Edit the rows starting with the line that contains "Phrase: butterfly eye" and going on through the line that contains "Phrase: fern midrib", changing "hindwing" to "rear wing" and leaving everything else as it is.

------------

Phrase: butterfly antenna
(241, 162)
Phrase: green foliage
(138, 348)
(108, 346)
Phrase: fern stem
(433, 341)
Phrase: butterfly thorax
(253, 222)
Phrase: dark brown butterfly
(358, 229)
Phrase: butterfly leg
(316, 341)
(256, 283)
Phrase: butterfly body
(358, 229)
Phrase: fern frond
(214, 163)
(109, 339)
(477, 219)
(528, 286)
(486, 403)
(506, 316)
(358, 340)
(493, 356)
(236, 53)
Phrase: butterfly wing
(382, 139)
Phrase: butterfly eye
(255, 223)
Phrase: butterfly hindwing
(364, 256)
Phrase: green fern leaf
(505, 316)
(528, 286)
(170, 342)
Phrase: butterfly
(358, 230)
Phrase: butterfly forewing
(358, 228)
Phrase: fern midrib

------------

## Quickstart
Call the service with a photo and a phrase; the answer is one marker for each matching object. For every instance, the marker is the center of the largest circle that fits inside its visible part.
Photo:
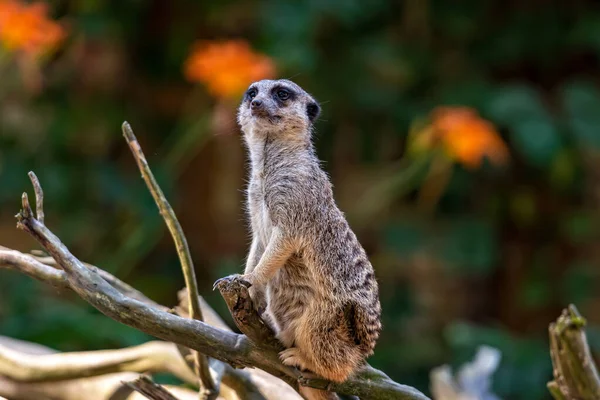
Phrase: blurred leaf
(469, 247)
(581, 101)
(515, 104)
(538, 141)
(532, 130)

------------

*Correct result*.
Phrase: butterfly eye
(255, 223)
Phrase: butterfly rear wing
(364, 256)
Phrase: green fern leaf
(505, 316)
(528, 286)
(170, 342)
Phrase: butterfly
(358, 230)
Phrase: butterfly forewing
(358, 228)
Phrase: fern midrib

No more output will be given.